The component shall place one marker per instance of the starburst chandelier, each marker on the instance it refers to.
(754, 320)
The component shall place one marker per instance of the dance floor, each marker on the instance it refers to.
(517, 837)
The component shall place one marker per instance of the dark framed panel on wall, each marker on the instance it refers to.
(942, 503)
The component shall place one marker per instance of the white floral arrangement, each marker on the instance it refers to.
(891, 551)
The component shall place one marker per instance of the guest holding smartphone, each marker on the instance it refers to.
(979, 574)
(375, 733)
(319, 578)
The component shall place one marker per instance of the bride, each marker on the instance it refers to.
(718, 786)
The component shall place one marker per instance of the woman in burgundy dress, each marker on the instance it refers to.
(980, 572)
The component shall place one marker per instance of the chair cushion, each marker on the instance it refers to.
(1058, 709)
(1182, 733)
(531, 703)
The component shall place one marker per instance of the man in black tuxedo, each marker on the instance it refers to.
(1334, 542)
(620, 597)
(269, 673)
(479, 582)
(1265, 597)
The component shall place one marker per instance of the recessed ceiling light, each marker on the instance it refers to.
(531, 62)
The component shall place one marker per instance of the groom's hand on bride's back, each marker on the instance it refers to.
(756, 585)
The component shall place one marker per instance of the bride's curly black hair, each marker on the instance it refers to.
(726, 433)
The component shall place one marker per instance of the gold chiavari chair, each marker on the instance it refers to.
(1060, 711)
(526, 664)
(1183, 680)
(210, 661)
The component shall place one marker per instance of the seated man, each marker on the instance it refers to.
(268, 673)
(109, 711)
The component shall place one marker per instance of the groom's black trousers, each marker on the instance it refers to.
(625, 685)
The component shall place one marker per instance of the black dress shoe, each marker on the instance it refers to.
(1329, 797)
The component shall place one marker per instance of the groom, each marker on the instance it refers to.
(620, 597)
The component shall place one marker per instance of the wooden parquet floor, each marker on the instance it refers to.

**DIRECTIONS:** Could you copy each line above word for word?

**WRITTEN ANSWER:**
The component shall place one marker per instance of the starburst chandelier, each marker on the instance it refers to.
(754, 320)
The component shall place one marker per instance of the dance floor, each marker on the instance it refers to.
(517, 837)
The component shall place one marker per instance of the dark framed panel on wall, each marker on the instance it refers to.
(942, 503)
The component shall place one marker per instance of the white floral arrangement, each marker on the instance it refers to.
(891, 551)
The component shall place one marker per instance of the guest holding smartphone, each marker on the instance it refers to.
(979, 574)
(375, 733)
(319, 578)
The component shall place one marker per instance of the bride, each marker on the instance it refers to.
(718, 786)
The component shall place one marker per instance of the woman in burgundy dress, each marker on the instance it refers to.
(980, 572)
The component shall place one marker per instance of the chair cushion, each marker on the instance it refers to.
(1058, 709)
(1182, 733)
(531, 703)
The component shall place one marker per instance of the man in black tuxedo, each marker on the instance it refers to.
(1334, 542)
(620, 597)
(269, 673)
(479, 582)
(1265, 597)
The component shall place one marker per instance of the recessed ceiling light, each marker on the instance it refers to.
(531, 62)
The component shall place one marker per instance of the groom's hand on bride's back, each marker on the instance it refers to.
(756, 585)
The component shall place one marker per instance of the bride's curly black hair, each marker on the instance it refers to.
(726, 433)
The component shall place one marker per instance of the gold chiavari chair, each marker on the instance it refers to.
(1060, 711)
(526, 664)
(1183, 680)
(210, 661)
The component shall place one marker per instance of the seated man, each marker on the instance it refers to.
(268, 673)
(109, 711)
The component shall place one marker per instance of the groom's black trousers, each marker on the instance it refers to.
(625, 685)
The component shall place one marker per instance of the black dress shoe, each marker on the instance it refers to.
(1329, 797)
The component shall place one marker per instance of the groom, each marker on the instance it refers to.
(620, 597)
The component shall place one marker per instance of the wooden parquet floor, each marker on the instance it refers to.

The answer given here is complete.